作業指示 -
- 1) 政府系ファンドの解説文から、「A君:「国の貯金箱ですか?」」から「A君:「なるほど。じゃあ2つ目は?」」までの部分を一字一句変えずに出力してください。
- 2) 政府系ファンドの解説文にある「ノルウェーの政府系ファンドがその代表例で、石油収入を貯めているんだ」という一文を英語に訳してください。

本文 -
この記事は5分程度で読むことができます。

主要ポイント

  • 世界の政府系ファンドの総資産は13兆ドル規模

  • 政府系ファンドには3つの基本タイプが存在

  • トランプ大統領が米国初の連邦政府系ファンド創設を提案

  • 成功のカギは政治からの独立性

  • TikTok買収への関与可能性も示唆


投資情報の最先端の学び舎:「本日は、世界経済の重要なトピック、政府系ファンドについて解説します。トランプ大統領が新たに提案した米国版政府系ファンドの構想から、世界の政府系ファンドの実態まで、分かりやすく解説していきましょう」

A君:「先生、ニュースで政府系ファンドって言葉をよく聞くんですけど、よく分からないんです」

先生:「ああ、そうだね。じゃあ、まず身近な例で説明してみよう。政府系ファンドは、国の貯金箱のようなものだと考えてみるといいんだ」

A君:「国の貯金箱ですか?」

先生:「そう。例えば、君が毎月のお小遣いを貯金箱に入れて、将来のために貯めておくでしょう? それと同じように、国も収入の一部を貯めて、投資したりするんだ。世界中で約13兆ドル、日本円で約2000兆円もの資産がこういった形で運用されているんだよ」

A君:「えっ!そんなにたくさんのお金があるんですか? でも、なんのために貯めているんですか?」

先生:「政府系ファンドには大きく分けて3つのタイプがあるんだ。スーパーマーケットに例えて説明してみようか」

A君:「はい、お願いします!」

先生:「1つ目は『現金起点型』。これは、お店が売上金を貯めて、将来の設備投資や緊急時に備えるようなものだね。ノルウェーの政府系ファンドがその代表例で、石油収入を貯めているんだ」

A君:「なるほど。じゃあ2つ目は?」

先生:「2つ目は『資産起点型』。これは、スーパーが持っている店舗や倉庫などの資産を一つの会社にまとめて、それを運用して増やしていくようなものだね。シンガポールのテマセクがその例だよ」

A君:「3つ目はどんなタイプなんですか?」

抽出レコード -
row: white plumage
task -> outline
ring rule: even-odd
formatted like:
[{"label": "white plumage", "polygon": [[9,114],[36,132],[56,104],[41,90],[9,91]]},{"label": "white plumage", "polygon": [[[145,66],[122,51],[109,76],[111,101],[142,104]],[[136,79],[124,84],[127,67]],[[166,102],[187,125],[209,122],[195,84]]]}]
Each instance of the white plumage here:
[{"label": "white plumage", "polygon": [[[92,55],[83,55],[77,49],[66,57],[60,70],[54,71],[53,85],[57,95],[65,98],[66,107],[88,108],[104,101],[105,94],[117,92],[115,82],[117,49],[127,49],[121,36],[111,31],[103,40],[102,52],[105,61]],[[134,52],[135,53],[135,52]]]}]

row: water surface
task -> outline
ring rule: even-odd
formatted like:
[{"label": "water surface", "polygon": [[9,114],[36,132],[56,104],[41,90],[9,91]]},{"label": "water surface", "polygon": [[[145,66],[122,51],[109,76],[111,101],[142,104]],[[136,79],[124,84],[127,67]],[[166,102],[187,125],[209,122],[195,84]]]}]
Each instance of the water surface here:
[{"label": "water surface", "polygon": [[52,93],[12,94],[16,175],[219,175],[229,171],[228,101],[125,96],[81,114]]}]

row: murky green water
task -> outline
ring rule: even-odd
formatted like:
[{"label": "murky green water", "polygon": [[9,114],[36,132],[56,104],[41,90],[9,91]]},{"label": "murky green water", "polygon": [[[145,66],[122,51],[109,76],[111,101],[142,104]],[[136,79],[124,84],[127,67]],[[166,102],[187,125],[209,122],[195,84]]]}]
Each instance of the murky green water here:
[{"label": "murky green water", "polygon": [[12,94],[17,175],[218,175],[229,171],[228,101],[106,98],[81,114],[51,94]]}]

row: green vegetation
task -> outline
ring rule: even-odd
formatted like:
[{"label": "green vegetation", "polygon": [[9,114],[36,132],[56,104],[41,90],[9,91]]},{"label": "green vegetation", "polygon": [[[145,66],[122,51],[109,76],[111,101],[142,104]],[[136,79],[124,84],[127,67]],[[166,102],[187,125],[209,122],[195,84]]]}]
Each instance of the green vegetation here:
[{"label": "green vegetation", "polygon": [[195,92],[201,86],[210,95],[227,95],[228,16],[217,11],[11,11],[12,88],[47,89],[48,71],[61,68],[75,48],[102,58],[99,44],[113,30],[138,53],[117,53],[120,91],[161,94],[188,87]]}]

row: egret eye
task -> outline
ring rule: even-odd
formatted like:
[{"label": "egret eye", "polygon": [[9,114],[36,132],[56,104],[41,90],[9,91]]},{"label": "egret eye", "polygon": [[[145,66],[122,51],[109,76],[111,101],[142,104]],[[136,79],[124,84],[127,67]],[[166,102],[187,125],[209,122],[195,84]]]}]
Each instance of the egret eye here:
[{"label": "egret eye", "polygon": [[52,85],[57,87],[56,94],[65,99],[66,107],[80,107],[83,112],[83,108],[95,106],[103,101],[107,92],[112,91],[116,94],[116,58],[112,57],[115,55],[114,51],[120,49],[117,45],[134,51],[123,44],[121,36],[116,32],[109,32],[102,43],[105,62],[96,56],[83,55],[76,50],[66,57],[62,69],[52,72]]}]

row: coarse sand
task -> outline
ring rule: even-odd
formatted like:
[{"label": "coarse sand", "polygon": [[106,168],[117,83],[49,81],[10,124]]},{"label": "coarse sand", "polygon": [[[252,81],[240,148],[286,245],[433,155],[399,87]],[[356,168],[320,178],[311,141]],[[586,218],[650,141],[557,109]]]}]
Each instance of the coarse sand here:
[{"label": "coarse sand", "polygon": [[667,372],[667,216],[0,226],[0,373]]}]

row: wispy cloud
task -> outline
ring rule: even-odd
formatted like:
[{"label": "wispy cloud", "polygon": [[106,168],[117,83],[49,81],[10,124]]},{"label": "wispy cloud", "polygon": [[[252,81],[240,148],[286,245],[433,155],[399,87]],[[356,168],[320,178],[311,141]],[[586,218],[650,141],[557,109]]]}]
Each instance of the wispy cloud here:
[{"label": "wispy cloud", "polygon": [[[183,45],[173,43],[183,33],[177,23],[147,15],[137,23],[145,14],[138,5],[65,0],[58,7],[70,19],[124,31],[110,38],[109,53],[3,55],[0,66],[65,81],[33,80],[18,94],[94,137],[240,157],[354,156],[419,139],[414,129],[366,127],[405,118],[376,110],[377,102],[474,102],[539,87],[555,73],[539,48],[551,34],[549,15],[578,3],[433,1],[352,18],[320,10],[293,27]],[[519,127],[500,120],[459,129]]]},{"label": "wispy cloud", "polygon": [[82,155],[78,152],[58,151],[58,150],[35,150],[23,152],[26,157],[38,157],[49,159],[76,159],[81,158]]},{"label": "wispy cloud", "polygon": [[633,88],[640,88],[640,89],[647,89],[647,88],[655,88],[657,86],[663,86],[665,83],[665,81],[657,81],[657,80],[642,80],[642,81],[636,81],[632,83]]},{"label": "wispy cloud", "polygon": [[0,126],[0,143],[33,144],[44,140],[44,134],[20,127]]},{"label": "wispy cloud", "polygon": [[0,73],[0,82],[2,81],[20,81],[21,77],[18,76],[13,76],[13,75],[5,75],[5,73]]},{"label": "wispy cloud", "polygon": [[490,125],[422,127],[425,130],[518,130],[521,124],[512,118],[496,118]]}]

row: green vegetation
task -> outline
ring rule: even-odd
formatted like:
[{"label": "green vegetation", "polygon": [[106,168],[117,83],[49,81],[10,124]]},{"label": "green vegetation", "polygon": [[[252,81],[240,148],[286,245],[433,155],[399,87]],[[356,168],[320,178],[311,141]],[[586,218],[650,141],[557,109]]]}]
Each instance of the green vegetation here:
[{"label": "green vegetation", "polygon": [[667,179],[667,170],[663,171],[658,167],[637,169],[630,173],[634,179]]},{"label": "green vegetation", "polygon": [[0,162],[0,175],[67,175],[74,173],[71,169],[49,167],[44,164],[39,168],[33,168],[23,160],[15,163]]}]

解答例 -
- 1)
A君:「国の貯金箱ですか?」

先生:「そう。例えば、君が毎月のお小遣いを貯金箱に入れて、将来のために貯めておくでしょう? それと同じように、国も収入の一部を貯めて、投資したりするんだ。世界中で約13兆ドル、日本円で約2000兆円もの資産がこういった形で運用されているんだよ」

A君:「えっ!そんなにたくさんのお金があるんですか? でも、なんのために貯めているんですか?」

先生:「政府系ファンドには大きく分けて3つのタイプがあるんだ。スーパーマーケットに例えて説明してみようか」

A君:「はい、お願いします!」

先生:「1つ目は『現金起点型』。これは、お店が売上金を貯めて、将来の設備投資や緊急時に備えるようなものだね。ノルウェーの政府系ファンドがその代表例で、石油収入を貯めているんだ」

A君:「なるほど。じゃあ2つ目は?」

- 2) Norway's sovereign wealth fund is a typical example; it saves oil revenue.